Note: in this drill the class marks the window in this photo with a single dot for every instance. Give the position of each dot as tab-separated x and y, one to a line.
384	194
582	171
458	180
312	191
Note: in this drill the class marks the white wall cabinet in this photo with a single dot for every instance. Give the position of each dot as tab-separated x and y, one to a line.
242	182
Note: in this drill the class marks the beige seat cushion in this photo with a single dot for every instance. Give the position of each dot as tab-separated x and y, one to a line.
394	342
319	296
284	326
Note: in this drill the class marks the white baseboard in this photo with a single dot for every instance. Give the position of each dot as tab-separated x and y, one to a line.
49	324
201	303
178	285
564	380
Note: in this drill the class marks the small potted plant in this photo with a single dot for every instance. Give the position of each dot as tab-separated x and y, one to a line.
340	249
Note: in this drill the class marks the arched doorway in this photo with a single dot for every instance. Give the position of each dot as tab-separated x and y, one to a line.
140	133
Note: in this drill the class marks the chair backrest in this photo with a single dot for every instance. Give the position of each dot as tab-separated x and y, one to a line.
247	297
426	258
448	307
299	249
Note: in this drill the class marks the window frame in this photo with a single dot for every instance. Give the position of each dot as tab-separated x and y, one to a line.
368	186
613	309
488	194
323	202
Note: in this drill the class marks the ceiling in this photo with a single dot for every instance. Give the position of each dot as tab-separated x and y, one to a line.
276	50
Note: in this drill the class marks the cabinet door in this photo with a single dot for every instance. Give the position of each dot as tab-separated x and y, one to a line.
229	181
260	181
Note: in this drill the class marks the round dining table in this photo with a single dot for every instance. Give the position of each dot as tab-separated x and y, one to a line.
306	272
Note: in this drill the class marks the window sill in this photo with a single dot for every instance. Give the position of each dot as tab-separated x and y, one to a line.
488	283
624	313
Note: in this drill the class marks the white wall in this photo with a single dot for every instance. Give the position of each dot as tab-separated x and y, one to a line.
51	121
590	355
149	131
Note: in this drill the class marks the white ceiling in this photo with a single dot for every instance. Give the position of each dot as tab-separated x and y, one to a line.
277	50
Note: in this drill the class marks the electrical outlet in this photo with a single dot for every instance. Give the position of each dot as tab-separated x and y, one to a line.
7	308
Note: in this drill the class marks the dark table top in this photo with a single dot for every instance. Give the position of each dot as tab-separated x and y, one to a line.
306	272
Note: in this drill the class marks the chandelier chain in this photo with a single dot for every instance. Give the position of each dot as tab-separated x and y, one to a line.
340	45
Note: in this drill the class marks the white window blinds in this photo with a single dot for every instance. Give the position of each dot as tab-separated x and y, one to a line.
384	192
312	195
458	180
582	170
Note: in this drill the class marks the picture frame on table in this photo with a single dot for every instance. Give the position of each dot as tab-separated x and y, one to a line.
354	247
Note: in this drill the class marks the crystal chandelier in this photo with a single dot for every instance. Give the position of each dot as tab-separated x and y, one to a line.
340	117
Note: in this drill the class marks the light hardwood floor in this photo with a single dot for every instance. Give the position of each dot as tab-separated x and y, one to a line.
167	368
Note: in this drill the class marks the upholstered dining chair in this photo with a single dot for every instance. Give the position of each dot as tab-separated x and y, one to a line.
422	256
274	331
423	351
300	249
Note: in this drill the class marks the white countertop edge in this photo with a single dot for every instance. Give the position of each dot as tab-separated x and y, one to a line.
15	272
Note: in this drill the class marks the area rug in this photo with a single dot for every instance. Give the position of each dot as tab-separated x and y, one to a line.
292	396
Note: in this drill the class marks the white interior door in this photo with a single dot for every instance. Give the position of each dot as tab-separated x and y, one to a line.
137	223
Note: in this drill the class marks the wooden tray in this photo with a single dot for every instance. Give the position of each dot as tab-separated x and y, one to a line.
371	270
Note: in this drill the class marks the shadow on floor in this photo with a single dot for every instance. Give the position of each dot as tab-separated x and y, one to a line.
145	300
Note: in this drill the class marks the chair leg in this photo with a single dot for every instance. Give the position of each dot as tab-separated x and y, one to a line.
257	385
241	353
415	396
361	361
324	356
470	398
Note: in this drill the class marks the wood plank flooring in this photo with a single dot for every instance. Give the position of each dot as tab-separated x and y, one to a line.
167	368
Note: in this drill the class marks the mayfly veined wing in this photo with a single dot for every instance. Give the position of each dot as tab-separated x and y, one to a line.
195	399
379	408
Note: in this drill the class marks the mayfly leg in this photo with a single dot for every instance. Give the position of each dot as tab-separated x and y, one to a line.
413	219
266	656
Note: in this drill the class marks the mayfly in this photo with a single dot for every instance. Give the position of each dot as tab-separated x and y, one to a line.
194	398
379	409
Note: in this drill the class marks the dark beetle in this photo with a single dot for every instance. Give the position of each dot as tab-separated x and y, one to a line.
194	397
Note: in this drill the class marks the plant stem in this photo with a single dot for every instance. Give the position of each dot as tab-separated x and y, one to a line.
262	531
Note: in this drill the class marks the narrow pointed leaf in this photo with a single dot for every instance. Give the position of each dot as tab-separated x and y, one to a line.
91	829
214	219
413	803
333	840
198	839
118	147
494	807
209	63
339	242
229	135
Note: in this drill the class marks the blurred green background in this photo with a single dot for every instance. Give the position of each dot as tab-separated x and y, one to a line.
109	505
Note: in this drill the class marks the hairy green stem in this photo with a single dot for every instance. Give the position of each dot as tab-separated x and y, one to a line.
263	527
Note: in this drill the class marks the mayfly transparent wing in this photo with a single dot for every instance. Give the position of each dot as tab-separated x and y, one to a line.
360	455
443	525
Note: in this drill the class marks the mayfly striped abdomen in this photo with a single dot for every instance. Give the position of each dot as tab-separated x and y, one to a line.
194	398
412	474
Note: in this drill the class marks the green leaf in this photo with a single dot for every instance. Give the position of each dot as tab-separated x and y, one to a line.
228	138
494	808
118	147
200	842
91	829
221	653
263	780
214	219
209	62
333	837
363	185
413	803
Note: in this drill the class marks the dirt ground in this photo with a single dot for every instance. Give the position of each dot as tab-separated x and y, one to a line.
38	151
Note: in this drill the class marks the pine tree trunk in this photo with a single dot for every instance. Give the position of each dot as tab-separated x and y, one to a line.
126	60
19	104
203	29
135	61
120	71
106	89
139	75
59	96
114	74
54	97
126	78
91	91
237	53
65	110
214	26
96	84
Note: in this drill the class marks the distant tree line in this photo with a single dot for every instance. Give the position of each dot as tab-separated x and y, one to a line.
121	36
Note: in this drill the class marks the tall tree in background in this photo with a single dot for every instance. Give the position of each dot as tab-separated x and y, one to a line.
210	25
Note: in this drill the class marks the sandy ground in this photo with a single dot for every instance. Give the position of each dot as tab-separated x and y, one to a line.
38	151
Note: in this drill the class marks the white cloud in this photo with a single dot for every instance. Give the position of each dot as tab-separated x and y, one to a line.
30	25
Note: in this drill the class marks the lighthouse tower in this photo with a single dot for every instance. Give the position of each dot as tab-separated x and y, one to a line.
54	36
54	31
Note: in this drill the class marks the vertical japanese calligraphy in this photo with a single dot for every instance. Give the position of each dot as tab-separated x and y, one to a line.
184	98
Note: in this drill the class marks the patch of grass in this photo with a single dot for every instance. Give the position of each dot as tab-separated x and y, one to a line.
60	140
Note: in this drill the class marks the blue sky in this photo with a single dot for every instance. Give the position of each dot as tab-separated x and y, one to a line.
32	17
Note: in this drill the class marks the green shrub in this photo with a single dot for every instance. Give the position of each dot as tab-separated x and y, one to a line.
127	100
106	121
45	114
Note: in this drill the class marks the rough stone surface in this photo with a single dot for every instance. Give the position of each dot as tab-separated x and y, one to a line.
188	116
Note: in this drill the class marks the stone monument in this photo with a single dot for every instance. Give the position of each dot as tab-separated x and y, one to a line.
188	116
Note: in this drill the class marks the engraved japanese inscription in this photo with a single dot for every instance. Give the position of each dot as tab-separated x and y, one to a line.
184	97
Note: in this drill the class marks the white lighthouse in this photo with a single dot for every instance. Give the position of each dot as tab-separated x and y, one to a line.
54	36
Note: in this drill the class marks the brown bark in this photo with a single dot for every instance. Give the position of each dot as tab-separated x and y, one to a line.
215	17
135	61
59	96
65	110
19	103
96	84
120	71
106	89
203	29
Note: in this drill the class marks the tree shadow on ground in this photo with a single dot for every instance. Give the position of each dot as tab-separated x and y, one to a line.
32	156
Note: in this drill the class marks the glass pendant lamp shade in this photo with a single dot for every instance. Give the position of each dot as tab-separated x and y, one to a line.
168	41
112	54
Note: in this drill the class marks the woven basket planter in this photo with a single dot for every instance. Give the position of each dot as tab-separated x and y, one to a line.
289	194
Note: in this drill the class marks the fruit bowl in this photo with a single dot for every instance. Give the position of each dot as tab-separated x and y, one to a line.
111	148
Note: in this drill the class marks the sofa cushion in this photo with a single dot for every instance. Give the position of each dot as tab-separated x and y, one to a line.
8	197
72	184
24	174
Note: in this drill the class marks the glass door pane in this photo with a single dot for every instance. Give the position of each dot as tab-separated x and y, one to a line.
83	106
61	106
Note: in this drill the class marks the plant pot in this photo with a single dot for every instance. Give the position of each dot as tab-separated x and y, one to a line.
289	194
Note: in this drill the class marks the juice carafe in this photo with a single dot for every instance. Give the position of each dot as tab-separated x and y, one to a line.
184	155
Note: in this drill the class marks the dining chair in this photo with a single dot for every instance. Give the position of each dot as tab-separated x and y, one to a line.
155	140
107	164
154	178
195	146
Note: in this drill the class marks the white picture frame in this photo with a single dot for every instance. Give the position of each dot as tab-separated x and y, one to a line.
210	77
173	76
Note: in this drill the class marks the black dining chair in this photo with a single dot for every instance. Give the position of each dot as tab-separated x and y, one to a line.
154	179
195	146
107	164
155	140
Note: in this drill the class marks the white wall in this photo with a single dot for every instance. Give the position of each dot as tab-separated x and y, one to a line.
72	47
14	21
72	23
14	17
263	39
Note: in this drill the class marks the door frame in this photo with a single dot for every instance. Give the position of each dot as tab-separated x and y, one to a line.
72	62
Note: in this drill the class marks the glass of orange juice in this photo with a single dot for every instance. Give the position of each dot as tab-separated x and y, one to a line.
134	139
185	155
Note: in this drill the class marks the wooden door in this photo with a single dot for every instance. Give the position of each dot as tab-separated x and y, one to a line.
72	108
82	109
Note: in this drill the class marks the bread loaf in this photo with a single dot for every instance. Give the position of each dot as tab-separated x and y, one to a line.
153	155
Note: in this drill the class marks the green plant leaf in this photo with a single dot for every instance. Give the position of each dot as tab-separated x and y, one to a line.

============

Copy out the lines character for character, starting at the line that contains "Note: in this drill the class marks the wooden door" and ending at the last of the lines above.

REPLY:
Note: in this drill the class marks the wooden door in this photo with a single dot for every instance. Give the position of each dot as tab-separated x and y, one to a line.
72	108
82	109
Note: in this drill the class marks the bread loaf in this photo with a single dot for every instance. Give the position of each dot as tab-separated x and y, one to a line.
153	155
Note: in this drill the class marks the green plant leaf in this photo with a single dot for every instance. Give the position of each dot as tab-separated x and y, one to a line.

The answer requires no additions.